Exercise details
Count the lines in the data below that have "woman" in them, and reply with only that number.

(Dataset records)

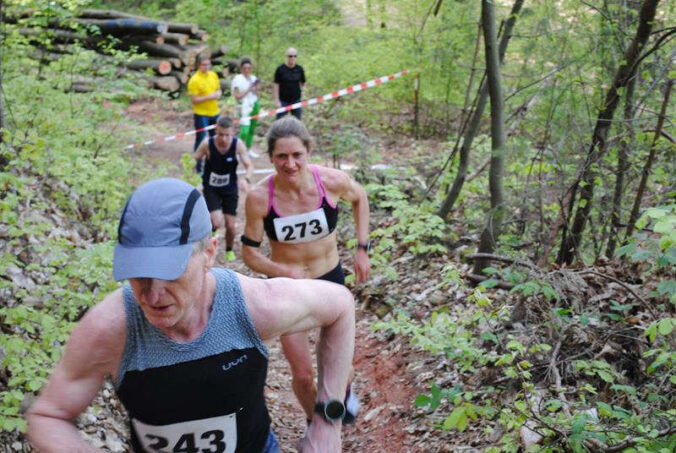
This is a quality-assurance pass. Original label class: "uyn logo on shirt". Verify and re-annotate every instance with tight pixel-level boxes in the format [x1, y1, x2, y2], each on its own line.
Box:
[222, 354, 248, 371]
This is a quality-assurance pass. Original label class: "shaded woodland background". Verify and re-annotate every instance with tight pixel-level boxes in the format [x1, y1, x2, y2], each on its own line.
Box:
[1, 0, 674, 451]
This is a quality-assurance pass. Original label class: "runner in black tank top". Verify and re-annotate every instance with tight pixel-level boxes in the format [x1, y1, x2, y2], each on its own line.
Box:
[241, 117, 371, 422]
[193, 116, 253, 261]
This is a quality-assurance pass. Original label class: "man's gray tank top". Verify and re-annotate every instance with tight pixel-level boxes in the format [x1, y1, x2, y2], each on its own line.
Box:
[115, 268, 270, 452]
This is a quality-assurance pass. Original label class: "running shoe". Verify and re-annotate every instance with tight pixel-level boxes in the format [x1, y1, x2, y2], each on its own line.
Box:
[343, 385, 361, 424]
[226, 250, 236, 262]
--
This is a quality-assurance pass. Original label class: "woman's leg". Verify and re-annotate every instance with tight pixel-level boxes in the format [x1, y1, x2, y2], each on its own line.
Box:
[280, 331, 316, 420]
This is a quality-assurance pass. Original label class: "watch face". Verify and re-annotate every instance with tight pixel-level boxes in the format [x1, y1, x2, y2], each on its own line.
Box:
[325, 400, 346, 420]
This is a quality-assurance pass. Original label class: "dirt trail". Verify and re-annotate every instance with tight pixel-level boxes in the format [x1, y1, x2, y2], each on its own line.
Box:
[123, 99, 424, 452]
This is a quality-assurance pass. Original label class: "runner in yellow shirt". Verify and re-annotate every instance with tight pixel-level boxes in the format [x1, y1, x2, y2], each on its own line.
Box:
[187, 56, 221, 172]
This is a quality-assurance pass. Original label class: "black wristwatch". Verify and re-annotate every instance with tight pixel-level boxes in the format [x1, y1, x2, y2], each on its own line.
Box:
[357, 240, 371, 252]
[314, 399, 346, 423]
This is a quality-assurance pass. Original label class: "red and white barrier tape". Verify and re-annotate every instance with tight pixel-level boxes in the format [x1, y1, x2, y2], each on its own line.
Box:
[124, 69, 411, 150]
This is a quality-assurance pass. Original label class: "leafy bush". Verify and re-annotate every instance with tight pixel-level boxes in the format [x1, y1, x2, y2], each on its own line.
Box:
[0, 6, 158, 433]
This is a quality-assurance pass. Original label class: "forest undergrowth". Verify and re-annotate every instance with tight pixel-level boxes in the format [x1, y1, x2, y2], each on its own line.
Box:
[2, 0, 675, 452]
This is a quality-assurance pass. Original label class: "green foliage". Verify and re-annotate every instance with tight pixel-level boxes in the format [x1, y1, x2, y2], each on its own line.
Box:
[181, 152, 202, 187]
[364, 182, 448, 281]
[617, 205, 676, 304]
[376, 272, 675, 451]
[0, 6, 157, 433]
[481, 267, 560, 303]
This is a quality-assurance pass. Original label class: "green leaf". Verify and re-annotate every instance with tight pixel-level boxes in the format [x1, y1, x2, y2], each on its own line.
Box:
--
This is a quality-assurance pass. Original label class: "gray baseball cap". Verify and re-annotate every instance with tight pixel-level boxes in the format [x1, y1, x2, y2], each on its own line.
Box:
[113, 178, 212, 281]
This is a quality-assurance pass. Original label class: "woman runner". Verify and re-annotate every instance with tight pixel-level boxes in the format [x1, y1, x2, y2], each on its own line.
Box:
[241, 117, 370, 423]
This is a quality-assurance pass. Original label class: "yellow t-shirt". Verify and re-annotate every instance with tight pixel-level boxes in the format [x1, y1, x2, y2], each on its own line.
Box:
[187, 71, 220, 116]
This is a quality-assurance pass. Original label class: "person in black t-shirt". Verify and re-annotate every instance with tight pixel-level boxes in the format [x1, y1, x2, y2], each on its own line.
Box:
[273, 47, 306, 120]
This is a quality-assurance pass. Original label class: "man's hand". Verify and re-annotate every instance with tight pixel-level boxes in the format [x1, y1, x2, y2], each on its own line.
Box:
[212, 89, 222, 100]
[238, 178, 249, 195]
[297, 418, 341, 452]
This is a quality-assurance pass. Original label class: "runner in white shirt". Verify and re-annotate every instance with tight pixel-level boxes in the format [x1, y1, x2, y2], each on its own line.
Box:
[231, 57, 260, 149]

Response
2